++++ Source data ++++
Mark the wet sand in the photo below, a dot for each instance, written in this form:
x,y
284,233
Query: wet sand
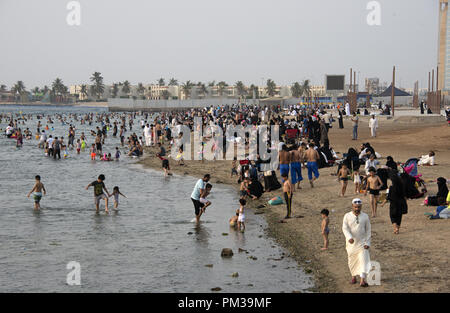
x,y
413,261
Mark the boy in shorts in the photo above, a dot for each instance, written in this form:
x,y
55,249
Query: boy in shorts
x,y
203,200
373,185
343,178
99,195
37,189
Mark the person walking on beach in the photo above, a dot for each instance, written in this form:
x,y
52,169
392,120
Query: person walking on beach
x,y
99,195
397,200
288,191
285,159
354,120
373,185
198,192
373,125
343,175
312,156
325,229
357,231
38,188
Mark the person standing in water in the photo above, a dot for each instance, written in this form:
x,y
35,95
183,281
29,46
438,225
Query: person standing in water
x,y
199,190
38,188
99,195
288,190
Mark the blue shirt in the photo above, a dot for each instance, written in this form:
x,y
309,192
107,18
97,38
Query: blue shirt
x,y
196,192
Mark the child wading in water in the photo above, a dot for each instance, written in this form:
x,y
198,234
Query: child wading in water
x,y
99,186
241,217
203,200
116,193
288,190
343,178
233,219
37,189
325,229
356,180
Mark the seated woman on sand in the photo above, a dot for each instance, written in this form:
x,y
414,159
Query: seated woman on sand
x,y
427,160
442,193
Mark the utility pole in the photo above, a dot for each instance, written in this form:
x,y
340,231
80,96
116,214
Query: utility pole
x,y
393,91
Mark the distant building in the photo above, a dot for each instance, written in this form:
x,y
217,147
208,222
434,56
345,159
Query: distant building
x,y
373,86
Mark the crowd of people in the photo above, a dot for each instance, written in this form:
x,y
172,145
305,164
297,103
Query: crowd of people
x,y
302,145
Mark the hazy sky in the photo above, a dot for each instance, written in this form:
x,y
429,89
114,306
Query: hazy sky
x,y
205,40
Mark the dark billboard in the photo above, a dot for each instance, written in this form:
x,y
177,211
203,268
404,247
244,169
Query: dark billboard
x,y
335,82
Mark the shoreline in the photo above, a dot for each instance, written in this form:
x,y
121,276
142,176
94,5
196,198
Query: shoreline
x,y
322,281
410,261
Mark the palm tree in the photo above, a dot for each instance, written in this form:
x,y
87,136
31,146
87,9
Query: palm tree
x,y
58,88
306,88
186,88
221,87
126,87
296,90
84,91
240,88
165,94
99,87
115,90
254,91
141,89
271,88
45,90
203,90
173,82
18,87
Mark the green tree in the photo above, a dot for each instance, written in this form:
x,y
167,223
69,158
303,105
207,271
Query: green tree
x,y
221,87
296,90
18,88
203,90
141,89
115,90
254,90
165,94
99,87
186,88
271,88
84,91
240,88
173,82
126,87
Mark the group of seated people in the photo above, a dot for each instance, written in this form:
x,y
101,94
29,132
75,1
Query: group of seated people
x,y
441,200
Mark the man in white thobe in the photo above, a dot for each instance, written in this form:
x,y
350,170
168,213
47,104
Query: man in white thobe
x,y
373,125
347,109
357,232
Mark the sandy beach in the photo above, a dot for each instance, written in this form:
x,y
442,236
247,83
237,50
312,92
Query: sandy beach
x,y
413,261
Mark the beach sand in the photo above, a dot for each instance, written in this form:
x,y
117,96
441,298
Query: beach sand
x,y
416,260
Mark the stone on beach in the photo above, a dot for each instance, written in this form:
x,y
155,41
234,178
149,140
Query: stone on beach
x,y
226,253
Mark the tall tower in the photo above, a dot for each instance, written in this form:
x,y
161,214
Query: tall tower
x,y
444,48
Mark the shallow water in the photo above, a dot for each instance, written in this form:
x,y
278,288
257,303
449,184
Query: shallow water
x,y
144,247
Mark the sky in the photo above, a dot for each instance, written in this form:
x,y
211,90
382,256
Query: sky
x,y
206,40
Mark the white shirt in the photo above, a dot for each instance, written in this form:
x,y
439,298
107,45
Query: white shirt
x,y
50,142
373,123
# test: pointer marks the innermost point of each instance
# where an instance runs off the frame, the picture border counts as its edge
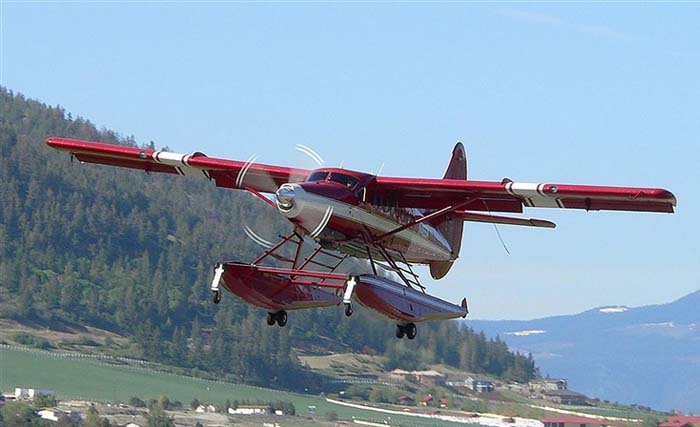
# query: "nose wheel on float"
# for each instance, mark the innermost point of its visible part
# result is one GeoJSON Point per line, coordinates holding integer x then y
{"type": "Point", "coordinates": [279, 317]}
{"type": "Point", "coordinates": [347, 295]}
{"type": "Point", "coordinates": [408, 330]}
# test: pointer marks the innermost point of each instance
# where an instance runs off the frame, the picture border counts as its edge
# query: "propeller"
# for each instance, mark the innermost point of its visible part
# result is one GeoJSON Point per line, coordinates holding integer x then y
{"type": "Point", "coordinates": [283, 198]}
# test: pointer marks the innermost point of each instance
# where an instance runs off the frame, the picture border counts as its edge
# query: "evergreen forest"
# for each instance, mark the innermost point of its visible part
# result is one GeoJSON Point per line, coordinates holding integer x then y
{"type": "Point", "coordinates": [132, 253]}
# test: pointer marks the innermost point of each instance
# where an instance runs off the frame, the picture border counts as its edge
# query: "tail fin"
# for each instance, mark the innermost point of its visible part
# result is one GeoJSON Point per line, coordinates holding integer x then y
{"type": "Point", "coordinates": [452, 229]}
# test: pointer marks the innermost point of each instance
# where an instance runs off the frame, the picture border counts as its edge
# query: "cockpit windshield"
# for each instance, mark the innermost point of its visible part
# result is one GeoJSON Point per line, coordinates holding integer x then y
{"type": "Point", "coordinates": [317, 176]}
{"type": "Point", "coordinates": [347, 180]}
{"type": "Point", "coordinates": [341, 178]}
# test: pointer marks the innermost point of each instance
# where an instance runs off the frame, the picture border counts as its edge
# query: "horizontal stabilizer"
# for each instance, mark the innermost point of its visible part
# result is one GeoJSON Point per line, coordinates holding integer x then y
{"type": "Point", "coordinates": [495, 219]}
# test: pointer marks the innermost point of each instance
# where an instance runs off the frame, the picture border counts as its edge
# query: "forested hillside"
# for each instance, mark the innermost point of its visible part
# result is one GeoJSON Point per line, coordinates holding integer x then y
{"type": "Point", "coordinates": [133, 253]}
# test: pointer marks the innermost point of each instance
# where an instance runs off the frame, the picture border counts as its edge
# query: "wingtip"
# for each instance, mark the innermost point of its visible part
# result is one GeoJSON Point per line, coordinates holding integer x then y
{"type": "Point", "coordinates": [51, 141]}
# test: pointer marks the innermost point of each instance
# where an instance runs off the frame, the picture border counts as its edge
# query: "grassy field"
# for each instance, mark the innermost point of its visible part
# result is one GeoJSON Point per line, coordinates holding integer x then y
{"type": "Point", "coordinates": [95, 380]}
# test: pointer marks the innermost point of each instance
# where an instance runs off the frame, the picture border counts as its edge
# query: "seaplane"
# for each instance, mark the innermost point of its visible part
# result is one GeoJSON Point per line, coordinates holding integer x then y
{"type": "Point", "coordinates": [391, 224]}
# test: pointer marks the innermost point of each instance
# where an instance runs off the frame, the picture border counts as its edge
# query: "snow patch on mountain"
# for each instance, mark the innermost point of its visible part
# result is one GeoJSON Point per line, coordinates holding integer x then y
{"type": "Point", "coordinates": [607, 310]}
{"type": "Point", "coordinates": [527, 333]}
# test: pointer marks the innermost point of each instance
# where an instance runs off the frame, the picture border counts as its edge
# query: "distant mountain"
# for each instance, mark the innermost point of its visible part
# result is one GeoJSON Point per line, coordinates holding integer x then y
{"type": "Point", "coordinates": [646, 355]}
{"type": "Point", "coordinates": [132, 253]}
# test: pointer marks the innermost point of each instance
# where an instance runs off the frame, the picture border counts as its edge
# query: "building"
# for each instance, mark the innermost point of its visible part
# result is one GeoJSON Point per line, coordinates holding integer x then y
{"type": "Point", "coordinates": [251, 410]}
{"type": "Point", "coordinates": [429, 378]}
{"type": "Point", "coordinates": [407, 400]}
{"type": "Point", "coordinates": [479, 385]}
{"type": "Point", "coordinates": [30, 393]}
{"type": "Point", "coordinates": [549, 384]}
{"type": "Point", "coordinates": [53, 414]}
{"type": "Point", "coordinates": [565, 397]}
{"type": "Point", "coordinates": [572, 421]}
{"type": "Point", "coordinates": [680, 421]}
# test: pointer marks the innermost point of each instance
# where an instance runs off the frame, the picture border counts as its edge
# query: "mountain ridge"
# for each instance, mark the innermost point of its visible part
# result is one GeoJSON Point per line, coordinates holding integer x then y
{"type": "Point", "coordinates": [647, 355]}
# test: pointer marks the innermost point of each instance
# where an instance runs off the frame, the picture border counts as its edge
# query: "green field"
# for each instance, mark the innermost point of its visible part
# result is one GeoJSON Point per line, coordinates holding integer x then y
{"type": "Point", "coordinates": [95, 380]}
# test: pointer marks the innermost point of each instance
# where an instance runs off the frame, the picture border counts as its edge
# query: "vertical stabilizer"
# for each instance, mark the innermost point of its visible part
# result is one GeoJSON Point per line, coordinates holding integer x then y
{"type": "Point", "coordinates": [452, 228]}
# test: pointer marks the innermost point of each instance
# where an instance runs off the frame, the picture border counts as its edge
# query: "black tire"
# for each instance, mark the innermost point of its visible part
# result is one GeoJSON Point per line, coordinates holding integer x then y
{"type": "Point", "coordinates": [411, 331]}
{"type": "Point", "coordinates": [281, 318]}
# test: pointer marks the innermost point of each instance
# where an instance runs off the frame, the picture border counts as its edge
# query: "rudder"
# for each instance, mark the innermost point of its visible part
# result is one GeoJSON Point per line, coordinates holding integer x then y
{"type": "Point", "coordinates": [452, 229]}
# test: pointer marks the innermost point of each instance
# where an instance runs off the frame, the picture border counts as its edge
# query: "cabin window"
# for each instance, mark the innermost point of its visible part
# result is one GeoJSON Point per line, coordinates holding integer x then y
{"type": "Point", "coordinates": [346, 180]}
{"type": "Point", "coordinates": [317, 176]}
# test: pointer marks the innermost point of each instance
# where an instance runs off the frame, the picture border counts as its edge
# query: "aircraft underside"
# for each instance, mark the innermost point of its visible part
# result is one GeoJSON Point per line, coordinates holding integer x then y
{"type": "Point", "coordinates": [277, 290]}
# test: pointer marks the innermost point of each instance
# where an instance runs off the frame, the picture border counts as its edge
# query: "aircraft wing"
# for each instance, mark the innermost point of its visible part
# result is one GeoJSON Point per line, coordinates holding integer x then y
{"type": "Point", "coordinates": [508, 196]}
{"type": "Point", "coordinates": [225, 173]}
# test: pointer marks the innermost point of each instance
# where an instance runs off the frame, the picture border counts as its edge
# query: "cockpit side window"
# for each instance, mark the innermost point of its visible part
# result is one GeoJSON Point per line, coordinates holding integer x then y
{"type": "Point", "coordinates": [317, 176]}
{"type": "Point", "coordinates": [347, 180]}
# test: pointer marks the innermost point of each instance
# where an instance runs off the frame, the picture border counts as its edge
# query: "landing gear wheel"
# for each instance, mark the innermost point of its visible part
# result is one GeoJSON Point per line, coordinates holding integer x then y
{"type": "Point", "coordinates": [281, 318]}
{"type": "Point", "coordinates": [411, 331]}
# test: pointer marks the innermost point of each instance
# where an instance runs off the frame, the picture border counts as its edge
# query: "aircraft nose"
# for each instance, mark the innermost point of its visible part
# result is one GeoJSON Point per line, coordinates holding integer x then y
{"type": "Point", "coordinates": [285, 197]}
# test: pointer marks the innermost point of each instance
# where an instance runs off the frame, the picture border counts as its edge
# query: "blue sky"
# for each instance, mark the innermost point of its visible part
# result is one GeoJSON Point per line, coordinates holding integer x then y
{"type": "Point", "coordinates": [542, 92]}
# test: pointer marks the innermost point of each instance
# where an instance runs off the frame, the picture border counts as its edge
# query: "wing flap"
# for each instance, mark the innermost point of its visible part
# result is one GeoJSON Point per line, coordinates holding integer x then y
{"type": "Point", "coordinates": [225, 173]}
{"type": "Point", "coordinates": [509, 196]}
{"type": "Point", "coordinates": [495, 219]}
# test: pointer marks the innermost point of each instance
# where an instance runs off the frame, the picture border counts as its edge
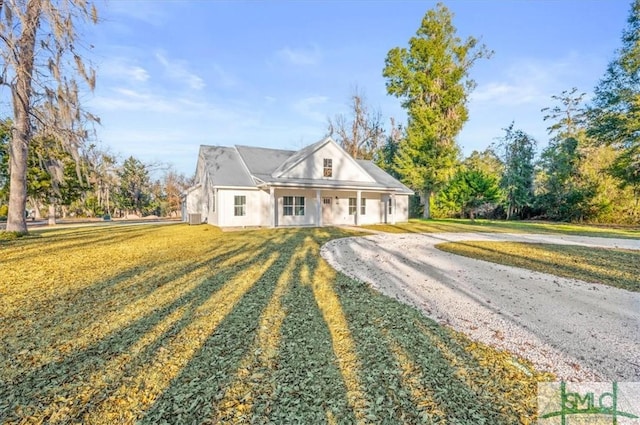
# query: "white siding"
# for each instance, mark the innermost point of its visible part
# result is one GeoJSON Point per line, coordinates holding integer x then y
{"type": "Point", "coordinates": [344, 168]}
{"type": "Point", "coordinates": [256, 210]}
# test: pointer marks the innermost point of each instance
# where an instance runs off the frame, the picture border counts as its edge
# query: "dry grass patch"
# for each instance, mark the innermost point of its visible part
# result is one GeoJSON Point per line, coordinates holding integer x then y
{"type": "Point", "coordinates": [186, 324]}
{"type": "Point", "coordinates": [613, 267]}
{"type": "Point", "coordinates": [501, 226]}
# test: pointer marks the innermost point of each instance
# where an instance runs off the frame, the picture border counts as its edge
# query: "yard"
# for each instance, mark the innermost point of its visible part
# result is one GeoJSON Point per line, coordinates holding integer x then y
{"type": "Point", "coordinates": [186, 324]}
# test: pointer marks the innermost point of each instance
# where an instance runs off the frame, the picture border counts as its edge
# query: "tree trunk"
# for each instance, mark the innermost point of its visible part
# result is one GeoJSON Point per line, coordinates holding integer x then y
{"type": "Point", "coordinates": [52, 214]}
{"type": "Point", "coordinates": [21, 132]}
{"type": "Point", "coordinates": [427, 203]}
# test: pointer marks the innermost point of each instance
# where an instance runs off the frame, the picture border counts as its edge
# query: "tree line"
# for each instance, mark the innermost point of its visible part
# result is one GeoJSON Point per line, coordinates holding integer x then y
{"type": "Point", "coordinates": [94, 184]}
{"type": "Point", "coordinates": [589, 170]}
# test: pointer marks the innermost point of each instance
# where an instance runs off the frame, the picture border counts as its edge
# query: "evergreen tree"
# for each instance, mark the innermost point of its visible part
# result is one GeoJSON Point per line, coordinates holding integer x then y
{"type": "Point", "coordinates": [134, 191]}
{"type": "Point", "coordinates": [563, 192]}
{"type": "Point", "coordinates": [518, 176]}
{"type": "Point", "coordinates": [615, 113]}
{"type": "Point", "coordinates": [431, 77]}
{"type": "Point", "coordinates": [468, 190]}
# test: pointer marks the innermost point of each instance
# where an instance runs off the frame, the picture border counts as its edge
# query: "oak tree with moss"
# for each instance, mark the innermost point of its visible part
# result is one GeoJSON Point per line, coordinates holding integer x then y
{"type": "Point", "coordinates": [39, 45]}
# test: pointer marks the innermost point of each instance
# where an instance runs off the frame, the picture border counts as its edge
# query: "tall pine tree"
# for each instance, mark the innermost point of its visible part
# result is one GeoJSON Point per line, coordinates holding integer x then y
++++
* **Exercise**
Answer with a number alone: how many lines of the records contain the string "patch"?

* **Result for this task**
2